>> START Text

Our holding comports with the well-established rule that a plaintiff may not recover as tort damages legal fees paid to a negligent attorney. (Orrick Herrington & Sutcliffe v. Superior Court (2003) 107 Cal.App.4th 1052, 1058–1060.) The Orrick court reasoned that equating legal fees with tort damages would eliminate the requirement that plaintiff prove a better result would have been achieved but for the attorney’s negligence, because tort damages would exist every time an attorney collected a fee. (Ibid.) The court instead held that fees paid to a negligent attorney may form the basis of a breach of contract claim where the plaintiff alleges he was overcharged for the attorney’s services. (Id. at p. 1061.) Gunter does not allege a breach of contract claim here.
We also reject Gunter’s attempt to “double dip” by counting as separate damages the amounts he could have recovered from Mann and HJK under a case-within-a-case analysis. In general, the measure of damages in a legal malpractice action is the value of the claim lost. (Ferguson v. Lieff, Cabraser, Heimann & Bernstein (2003) 30 Cal.4th 1037, 1050.) Thus, Gunter may not assert that he would have recovered a higher settlement amount from Malanga plus the value of his claims against Mann and HJK. The settlement from Malanga encompassed the value of those lost underlying claims.
Third, Gunter attempts to discredit the analysis in the settle and sue cases, arguing they unfairly create different burdens for the parties: he is required to show to a “legal certainty” that he would have received a better outcome while Parker merely had to show Gunter could have survived Malanga’s motion for summary judgment. It is well established that a triable issue of material fact exists “if, and only if, the evidence would allow a reasonable trier of fact to find the underlying fact in favor of the party opposing the motion in accordance with the applicable standard of proof.” (Aguilar v. Atlantic Richfield Co., supra, 25 Cal.4th at p. 850, italics added, fn. omitted.)
Here, courts have applied the “legal certainty” standard in other types of legal malpractice cases, not simply in settle and sue cases. (Filbin v. Fitzgerald, supra, 211 Cal.App.4th at p. 165, fn. 8 [cases cited within]; Marshak, supra, 72 Cal.App.4th at p. 1518; Slovensky, supra, 142 Cal.App.4th at p. 1528.) In any event, as discussed above, Gunter has failed to present any evidence that he would have received a larger settlement absent the statute of limitations defense. He thus failed to meet his burden to show a triable issue existed even if he was not required to show it to a “legal certainty.”

>> END Text
>> START Dataset extract

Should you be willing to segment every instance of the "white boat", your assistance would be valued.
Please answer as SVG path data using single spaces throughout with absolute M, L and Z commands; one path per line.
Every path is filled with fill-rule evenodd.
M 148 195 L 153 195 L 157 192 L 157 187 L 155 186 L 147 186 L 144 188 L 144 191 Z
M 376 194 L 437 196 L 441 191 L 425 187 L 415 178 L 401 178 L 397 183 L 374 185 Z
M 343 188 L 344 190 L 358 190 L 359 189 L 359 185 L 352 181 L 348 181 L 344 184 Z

>> END Dataset extract

Task requirements
Answer these questions from the legal malpractice text above, each on its own line and numbered to match:
1. According to the Orrick court, what kind of claim may fees paid to a negligent attorney form the basis of?
2. What is the general measure of damages in a legal malpractice action?
3. Whose motion for summary judgment did Parker merely have to show Gunter could have survived?

Right answer
1. A breach of contract claim, where the plaintiff alleges he was overcharged for the attorney's services.
2. The value of the claim lost.
3. Malanga's.